> [DIRECTIONS] Output only the lines below that start at the line containing "Can you spot the red button" and end at the line containing "Can you spot the cable", with both ends kept.
::::
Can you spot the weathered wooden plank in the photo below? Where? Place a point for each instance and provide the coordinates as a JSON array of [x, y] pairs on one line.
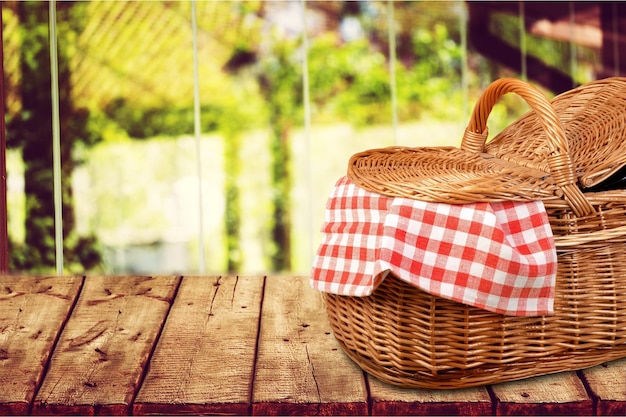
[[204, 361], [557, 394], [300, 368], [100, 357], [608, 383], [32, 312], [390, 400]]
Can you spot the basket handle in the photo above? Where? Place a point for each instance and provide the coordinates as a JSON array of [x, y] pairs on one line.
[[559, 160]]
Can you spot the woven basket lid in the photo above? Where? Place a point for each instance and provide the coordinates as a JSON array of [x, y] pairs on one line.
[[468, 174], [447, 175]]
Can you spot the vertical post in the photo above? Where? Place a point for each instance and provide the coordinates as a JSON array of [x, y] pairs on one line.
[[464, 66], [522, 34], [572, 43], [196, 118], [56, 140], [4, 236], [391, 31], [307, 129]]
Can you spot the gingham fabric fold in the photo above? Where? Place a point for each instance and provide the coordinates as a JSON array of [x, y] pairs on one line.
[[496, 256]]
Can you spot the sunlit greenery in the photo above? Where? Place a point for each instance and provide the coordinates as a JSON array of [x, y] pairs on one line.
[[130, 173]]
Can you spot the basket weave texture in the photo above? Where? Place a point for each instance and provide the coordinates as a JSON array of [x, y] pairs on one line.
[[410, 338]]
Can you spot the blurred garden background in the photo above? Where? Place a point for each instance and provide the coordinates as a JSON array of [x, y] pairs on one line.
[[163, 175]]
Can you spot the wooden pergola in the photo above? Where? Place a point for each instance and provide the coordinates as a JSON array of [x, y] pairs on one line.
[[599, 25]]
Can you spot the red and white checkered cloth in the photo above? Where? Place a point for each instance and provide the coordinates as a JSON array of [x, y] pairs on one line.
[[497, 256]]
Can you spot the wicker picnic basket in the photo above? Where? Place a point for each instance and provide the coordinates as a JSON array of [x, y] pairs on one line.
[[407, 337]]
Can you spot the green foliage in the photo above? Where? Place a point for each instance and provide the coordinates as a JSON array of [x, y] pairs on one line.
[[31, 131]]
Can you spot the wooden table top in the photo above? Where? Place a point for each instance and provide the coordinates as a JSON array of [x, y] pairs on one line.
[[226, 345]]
::::
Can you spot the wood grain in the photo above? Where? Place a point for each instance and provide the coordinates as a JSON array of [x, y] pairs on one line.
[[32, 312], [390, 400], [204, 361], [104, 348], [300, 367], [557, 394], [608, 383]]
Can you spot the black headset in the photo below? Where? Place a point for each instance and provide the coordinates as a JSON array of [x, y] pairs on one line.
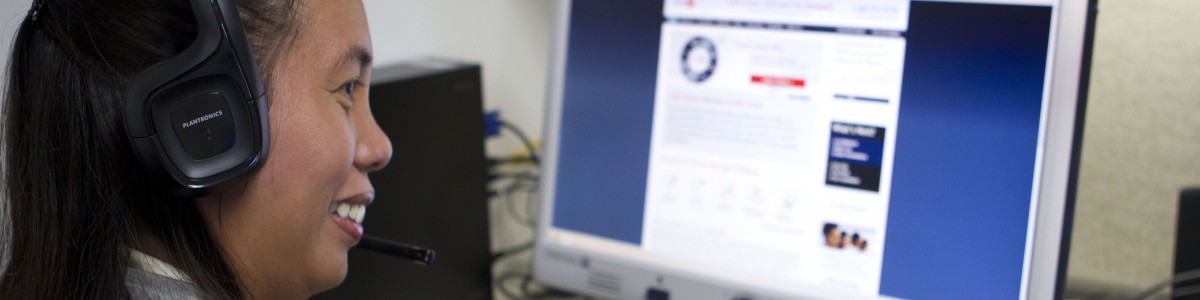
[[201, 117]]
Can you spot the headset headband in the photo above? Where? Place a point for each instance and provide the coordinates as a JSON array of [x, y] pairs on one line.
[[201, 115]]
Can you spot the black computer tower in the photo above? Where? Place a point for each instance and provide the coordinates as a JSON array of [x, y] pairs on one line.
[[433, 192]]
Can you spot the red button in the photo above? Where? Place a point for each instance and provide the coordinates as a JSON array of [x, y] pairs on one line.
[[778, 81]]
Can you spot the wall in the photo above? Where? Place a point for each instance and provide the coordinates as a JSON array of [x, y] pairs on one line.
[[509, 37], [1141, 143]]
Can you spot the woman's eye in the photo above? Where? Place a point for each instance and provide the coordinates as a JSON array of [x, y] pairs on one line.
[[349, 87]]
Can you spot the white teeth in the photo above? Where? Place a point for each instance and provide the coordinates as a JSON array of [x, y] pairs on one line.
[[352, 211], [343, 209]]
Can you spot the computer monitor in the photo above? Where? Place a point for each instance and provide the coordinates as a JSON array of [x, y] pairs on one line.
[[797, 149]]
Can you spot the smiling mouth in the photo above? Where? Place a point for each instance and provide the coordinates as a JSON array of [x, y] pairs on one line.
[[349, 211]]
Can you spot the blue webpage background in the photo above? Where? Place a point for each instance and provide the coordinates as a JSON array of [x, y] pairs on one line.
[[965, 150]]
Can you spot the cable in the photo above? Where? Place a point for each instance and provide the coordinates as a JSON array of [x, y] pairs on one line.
::::
> [RESPONSE FOR THIS EXERCISE]
Can you spot the red button in the photo above? Where? Place a point for each instance and provide the coordinates as a JSON array of [x, y] pairs on one line.
[[778, 81]]
Can you spot the wall in the photo above? Where? Place a point for each instance and provide the coordinates as a JSON array of [x, y] pairs on one line.
[[509, 37], [1141, 143]]
Can you spot the woman's eye in the photo above? Where? Place a point for each instance and provide the coordinates as a JSON array of [x, y] pairs on one line.
[[349, 87]]
Can you spot the white teeth in the photo above? Where? Place a point for each instance and provide the coordinates as a JSON array of [x, y] pairs on one line.
[[352, 211], [343, 209]]
Can you spot the computer monitor in the photo above? Where? Place a point for each instance and provide the coordinates as a JSON array of [x, y] pairs on one line.
[[797, 149]]
Can you spot the smiling mouth in the photo above? Where? Place a point for each instance and provide the coordinates as a JSON array of [x, y] pairs on one line.
[[349, 211]]
Can you spot the blue webpage background in the photo above? Where? Place a point for each instance and provide the coordinates as a JSON array of [x, y] pairs on one line.
[[965, 150]]
Can you spot the cable in the photo above? Where? Place a point for each instance and provide the coordinates as a JSON array of [x, y] pairs on one line.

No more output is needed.